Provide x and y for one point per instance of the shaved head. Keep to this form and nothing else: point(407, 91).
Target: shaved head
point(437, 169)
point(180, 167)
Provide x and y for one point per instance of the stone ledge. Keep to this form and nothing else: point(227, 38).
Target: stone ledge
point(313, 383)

-*-

> [What needs to be done]:
The answer must consist of every line from the entries above that contains "form".

> [The answer]:
Provide x and y for one point per instance of the shaved head. Keep to this form and nothing else: point(407, 91).
Provide x and y for one point per instance of the stone ledge. Keep to this form and nothing else: point(227, 38).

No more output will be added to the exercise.